Sometimes, we who are Christians get confused about how we are to act, particularly when it comes to judgment and when we are to have tolerance and what it means to have liberty.
Today we are going to take a brief look at what God's word tells us about these modes of behavior, and how we are to react when we encounter various situations.
Let's begin by looking at the Ten Commandments. Turn with me in your Bibles to Exodus 20:1-20.
1. Then God spoke all these words, saying,
2. "I am the Lord your God, who brought you out of the land of Egypt, out of the house of slavery.
3. "You shall have no other gods before Me.
Here in the very first commandment, we see how we are to discern the way we are to react as true believers – as Christians.
This commandment is final, as are all the others.
We are to judge (discern) between those who follow God and those who go after other gods.
We are not to be tolerant of such "other god" practices within the congregation.
We do not have the liberty to go after other gods, or the people who worship them. We are to leave such matters with the Lord.
Our liberty is only with the Lord our God.
Let's go on with our reading and see how this thought becomes more defined.
4. "You shall not make for yourself an idol, or any likeness of what is in heaven above or on the earth beneath or in the water under the earth.
5. "You shall not worship them or serve them; for I, the Lord your God, am a jealous God, visiting the iniquity of the fathers on the children, on the third and the fourth generations of those who hate Me,
6. but showing lovingkindness to thousands, to those who love Me and keep My commandments.
If we begin to allow even the images of something into our presence, that could lead some weak person astray; then we have violated the liberty that the Lord has given us.

----------

▸ **Directives**
1. Locate each line in the listing that contains the string "wooden", matching its case, and copy those lines.
2. Write the next part of the passage on Christian judgment and tolerance, starting after its last sentence.
The passage on Christian judgment and tolerance and the listing after it are unrelated material.

----------

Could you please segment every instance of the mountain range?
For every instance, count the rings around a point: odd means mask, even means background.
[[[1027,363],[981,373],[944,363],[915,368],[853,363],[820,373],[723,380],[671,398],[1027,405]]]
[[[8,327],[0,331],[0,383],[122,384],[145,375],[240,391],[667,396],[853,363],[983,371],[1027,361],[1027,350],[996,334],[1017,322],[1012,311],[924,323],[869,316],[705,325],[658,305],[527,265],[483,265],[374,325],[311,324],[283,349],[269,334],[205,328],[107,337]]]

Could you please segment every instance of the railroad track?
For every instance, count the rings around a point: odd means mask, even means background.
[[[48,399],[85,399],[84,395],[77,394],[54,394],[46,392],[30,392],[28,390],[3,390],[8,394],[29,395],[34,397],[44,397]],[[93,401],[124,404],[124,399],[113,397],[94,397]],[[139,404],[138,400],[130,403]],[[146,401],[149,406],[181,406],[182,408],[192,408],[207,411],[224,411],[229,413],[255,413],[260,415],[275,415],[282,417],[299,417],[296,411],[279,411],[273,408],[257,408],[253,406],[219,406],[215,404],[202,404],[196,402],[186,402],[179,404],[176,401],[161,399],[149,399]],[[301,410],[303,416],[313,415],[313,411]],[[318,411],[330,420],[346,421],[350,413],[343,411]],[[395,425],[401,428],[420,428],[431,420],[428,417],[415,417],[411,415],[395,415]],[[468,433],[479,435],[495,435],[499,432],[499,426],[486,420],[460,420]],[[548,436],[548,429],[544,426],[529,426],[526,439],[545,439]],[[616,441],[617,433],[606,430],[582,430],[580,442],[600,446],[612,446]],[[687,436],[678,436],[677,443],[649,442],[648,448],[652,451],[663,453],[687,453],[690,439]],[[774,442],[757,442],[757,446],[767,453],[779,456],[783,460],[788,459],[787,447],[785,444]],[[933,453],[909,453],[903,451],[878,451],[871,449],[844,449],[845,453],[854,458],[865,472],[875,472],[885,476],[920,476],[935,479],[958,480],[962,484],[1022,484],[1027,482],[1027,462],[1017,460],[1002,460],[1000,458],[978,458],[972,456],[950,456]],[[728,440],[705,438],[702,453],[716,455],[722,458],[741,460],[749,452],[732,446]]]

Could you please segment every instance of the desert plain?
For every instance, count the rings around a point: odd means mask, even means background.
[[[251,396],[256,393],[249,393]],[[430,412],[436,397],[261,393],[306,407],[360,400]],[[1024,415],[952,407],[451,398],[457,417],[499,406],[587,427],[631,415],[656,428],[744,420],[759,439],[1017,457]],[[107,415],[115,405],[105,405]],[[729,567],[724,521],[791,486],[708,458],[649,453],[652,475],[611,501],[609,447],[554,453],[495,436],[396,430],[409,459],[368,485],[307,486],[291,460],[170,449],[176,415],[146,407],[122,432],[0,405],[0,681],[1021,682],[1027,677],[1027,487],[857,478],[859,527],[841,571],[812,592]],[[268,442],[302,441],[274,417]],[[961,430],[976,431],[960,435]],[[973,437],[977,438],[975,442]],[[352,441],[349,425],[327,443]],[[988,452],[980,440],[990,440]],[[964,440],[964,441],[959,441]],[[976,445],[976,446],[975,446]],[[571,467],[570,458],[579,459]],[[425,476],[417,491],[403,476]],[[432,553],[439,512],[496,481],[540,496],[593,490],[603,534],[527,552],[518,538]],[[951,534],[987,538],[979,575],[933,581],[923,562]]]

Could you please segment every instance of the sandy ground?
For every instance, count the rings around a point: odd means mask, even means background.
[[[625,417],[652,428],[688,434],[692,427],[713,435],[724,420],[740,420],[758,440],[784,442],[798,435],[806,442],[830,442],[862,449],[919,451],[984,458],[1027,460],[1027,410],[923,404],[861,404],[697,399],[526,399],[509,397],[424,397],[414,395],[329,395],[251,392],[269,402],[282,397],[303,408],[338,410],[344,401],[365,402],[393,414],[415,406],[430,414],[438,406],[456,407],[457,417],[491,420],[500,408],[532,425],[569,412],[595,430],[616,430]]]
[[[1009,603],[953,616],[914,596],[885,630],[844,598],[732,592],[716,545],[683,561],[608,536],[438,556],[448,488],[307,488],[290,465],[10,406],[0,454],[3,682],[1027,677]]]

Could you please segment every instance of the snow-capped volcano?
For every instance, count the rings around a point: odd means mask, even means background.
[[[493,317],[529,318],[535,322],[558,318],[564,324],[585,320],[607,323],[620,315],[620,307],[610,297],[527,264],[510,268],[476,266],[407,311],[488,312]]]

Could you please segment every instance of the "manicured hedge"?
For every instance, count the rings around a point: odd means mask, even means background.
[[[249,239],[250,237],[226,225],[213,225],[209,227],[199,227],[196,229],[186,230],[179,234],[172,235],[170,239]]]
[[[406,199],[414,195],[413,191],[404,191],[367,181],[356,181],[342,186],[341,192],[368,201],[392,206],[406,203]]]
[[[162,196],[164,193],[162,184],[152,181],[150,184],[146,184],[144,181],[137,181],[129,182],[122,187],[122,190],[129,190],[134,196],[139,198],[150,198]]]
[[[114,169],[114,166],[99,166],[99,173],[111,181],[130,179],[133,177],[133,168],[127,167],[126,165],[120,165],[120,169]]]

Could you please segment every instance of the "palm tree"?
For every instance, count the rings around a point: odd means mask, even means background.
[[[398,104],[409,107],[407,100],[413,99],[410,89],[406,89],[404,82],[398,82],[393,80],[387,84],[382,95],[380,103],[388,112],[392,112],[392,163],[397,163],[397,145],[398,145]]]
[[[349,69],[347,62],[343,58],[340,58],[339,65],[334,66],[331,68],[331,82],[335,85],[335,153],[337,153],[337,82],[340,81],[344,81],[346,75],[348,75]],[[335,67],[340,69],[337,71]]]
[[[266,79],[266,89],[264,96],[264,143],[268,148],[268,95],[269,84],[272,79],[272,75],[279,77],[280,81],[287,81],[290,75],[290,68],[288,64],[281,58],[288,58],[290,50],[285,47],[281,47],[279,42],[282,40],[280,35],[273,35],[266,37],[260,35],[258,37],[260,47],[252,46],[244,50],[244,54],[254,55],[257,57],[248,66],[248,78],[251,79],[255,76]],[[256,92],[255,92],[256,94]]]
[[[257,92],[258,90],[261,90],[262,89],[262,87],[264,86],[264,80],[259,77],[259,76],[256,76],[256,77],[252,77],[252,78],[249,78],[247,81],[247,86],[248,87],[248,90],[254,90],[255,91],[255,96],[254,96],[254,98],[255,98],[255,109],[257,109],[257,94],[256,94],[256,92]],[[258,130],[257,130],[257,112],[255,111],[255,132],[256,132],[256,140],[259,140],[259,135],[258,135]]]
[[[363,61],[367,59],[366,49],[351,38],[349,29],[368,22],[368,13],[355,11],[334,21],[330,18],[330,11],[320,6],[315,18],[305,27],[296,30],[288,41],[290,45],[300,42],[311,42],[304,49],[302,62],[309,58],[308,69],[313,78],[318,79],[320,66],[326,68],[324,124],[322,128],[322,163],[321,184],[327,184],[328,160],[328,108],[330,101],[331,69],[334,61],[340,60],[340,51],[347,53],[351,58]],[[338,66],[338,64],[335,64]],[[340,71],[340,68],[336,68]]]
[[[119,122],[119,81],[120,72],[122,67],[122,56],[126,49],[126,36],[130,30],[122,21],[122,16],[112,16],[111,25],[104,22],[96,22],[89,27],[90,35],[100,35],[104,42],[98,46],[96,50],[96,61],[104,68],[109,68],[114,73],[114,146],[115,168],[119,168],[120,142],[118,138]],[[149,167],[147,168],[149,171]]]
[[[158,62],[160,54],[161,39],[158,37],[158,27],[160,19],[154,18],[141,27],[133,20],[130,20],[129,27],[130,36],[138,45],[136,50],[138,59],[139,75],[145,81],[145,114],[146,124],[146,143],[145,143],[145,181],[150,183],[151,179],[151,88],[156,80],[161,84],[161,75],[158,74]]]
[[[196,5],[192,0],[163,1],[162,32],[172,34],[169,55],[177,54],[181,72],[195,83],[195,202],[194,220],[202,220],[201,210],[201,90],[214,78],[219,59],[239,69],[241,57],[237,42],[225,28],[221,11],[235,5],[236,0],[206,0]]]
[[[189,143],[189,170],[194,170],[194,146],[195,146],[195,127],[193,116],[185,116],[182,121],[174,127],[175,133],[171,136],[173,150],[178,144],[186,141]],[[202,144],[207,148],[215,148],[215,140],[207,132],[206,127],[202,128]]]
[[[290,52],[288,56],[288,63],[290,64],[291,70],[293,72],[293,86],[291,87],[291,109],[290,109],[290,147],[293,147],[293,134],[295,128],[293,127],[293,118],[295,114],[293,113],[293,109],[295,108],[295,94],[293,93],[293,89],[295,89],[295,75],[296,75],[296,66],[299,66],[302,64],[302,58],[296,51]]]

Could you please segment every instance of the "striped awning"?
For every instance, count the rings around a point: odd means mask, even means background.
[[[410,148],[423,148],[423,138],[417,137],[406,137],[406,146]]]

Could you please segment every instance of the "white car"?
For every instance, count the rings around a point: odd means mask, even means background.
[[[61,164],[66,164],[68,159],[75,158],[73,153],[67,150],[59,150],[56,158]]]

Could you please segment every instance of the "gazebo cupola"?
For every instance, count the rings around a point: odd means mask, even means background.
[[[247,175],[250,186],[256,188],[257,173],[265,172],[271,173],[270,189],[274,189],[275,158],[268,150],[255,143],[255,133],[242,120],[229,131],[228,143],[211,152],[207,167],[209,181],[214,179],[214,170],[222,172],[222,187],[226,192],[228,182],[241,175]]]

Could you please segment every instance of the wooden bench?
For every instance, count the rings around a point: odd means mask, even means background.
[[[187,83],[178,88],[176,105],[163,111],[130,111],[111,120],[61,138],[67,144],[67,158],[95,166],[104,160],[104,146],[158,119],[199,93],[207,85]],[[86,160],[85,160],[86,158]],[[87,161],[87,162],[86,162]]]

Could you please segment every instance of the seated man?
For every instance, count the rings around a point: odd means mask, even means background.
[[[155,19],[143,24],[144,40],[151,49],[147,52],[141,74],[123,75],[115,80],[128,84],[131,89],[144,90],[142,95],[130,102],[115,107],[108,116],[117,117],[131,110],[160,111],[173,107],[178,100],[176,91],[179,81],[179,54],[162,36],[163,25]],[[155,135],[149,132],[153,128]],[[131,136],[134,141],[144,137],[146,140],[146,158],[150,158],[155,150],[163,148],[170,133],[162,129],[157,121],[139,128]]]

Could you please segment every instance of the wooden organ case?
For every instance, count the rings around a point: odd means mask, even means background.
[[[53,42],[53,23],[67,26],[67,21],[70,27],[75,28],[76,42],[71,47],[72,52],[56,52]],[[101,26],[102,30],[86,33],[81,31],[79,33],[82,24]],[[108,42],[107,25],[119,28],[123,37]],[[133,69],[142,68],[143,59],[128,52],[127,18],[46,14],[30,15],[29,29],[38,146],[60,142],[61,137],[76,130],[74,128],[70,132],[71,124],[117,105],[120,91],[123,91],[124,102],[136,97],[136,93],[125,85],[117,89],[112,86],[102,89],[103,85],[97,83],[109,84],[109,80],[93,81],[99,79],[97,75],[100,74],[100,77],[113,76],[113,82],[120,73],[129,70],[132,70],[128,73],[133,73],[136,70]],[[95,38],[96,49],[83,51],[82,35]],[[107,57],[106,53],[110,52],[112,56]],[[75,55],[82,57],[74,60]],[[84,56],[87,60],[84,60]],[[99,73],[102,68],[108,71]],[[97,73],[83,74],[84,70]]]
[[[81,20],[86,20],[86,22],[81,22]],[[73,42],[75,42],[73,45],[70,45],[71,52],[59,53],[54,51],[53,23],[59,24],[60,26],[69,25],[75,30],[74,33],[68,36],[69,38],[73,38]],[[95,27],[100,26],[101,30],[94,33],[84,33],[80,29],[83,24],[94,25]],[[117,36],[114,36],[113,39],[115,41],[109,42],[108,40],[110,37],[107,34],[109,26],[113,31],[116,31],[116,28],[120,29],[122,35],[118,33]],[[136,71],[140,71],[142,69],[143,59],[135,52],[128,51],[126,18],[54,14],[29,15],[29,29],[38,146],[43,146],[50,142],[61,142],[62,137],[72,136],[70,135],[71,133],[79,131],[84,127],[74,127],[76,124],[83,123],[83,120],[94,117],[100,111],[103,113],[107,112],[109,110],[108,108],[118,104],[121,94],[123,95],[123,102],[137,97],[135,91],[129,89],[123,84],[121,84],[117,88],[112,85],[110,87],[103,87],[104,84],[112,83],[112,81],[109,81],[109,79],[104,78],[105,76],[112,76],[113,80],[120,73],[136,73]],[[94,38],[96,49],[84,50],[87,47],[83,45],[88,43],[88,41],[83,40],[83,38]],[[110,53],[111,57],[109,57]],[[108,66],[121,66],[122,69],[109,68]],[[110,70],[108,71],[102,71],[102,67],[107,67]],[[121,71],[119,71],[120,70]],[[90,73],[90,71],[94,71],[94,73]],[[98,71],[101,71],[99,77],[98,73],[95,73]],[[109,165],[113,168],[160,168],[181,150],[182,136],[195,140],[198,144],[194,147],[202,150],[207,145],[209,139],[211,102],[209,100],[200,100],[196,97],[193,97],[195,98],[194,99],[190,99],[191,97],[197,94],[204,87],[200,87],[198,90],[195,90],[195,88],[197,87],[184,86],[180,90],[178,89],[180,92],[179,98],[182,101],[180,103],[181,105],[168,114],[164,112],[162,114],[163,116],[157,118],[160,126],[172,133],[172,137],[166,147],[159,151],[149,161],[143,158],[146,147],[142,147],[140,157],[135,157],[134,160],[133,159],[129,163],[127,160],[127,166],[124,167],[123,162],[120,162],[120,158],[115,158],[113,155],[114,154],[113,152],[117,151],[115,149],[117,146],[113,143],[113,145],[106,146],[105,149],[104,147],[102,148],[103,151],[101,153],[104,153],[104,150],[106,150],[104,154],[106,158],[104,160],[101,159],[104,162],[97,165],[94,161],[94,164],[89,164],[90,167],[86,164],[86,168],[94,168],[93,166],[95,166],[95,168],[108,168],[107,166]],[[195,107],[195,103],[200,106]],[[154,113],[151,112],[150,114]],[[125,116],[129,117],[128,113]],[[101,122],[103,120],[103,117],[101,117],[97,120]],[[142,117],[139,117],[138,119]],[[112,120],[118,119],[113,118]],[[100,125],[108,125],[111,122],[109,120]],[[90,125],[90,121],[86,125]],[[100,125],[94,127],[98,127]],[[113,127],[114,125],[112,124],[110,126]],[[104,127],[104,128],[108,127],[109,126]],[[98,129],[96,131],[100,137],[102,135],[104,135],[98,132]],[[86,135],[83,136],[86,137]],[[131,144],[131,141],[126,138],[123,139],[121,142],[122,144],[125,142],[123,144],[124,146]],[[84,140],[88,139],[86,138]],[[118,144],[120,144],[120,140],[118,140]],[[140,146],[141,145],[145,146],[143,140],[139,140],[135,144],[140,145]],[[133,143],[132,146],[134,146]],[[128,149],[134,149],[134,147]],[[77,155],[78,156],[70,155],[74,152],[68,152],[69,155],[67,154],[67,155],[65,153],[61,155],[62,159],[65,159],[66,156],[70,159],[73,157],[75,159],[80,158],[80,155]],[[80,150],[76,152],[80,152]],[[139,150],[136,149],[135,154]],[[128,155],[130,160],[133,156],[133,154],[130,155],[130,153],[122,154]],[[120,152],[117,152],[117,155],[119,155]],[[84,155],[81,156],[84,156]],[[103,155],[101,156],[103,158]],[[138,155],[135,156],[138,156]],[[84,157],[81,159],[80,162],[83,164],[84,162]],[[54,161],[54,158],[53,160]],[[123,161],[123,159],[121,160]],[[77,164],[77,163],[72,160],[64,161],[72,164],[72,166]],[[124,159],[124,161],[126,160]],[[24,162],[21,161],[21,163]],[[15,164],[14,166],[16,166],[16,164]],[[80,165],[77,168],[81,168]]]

----------

▸ **Outputs in order**
1.
Could you please segment every instance of the wooden bench?
Could you please segment every instance of the wooden organ case?

2.
If we begin to allow or tolerate "idols," anything that comes before God, into our congregation, we begin to dilute God's presence. As the Word says, those who do such things actually hate God, and not only will they suffer, but their children who follow in their footsteps will also suffer.
A simple example of this can be smoking. It is a known fact that children suffer from secondhand smoke in the home. I’m not jumping on smokers, for there are far worse things. I just want you to judge (discern) honestly for yourselves.
We are to judge (discern) that which is of God from that which is not, and separate it from our midst. We do not have the liberty to tolerate it.
Let's look at some more of these commandments, beginning at verse 7:
7. "You shall not take the name of the Lord your God in vain, for the Lord will not leave him unpunished who takes His name in vain.
We are so casual in our everyday language that we seem to accept that it is okay to use the Lord's name in vain, because almost everyone does it.
The majority doesn't rule when it comes to holiness before the Lord our God.
And I know that the Lord has given all of us a better command of the English language than we like to admit, for every one of us is capable of not swearing and not using the Lord's name in vain in order to express our self.
We who use the Lord's name in vain, and we who tolerate it used in our presence, can expect to be punished, just as the Word says.
We don't have liberty in this area of our lives. Our liberty is in not having to accept this worldly lifestyle.
Note what else God has to say:
8. "Remember the sabbath day, to keep it holy.
9. "Six days you shall labor and do all your work,
10. but the seventh day is a sabbath of the Lord your God; in it you shall not do any work, you or your son or your daughter, your male or your female servant or your cattle or your sojourner who stays with you.
11. "For in six days the Lord made the heavens and the earth, the sea and all that is in them, and rested on the seventh day; therefore the Lord blessed the sabbath day and made it holy.
Here is one of those commandments that probably every one of us violates at one time or another, but that does not make it any more acceptable to the Lord.
On the contrary, it tells the Lord that we really don't honor His Word.
But we do have the liberty to admit our mistake and seek to correct our
And we are to tolerate those who practice different sabbath days than we do, and we are not to judge them for that difference, as long as they honor that day before the Lord.
Let's go on with our reading:
12. "Honor your father and your mother, that your days may be prolonged in the land which the Lord your God gives you.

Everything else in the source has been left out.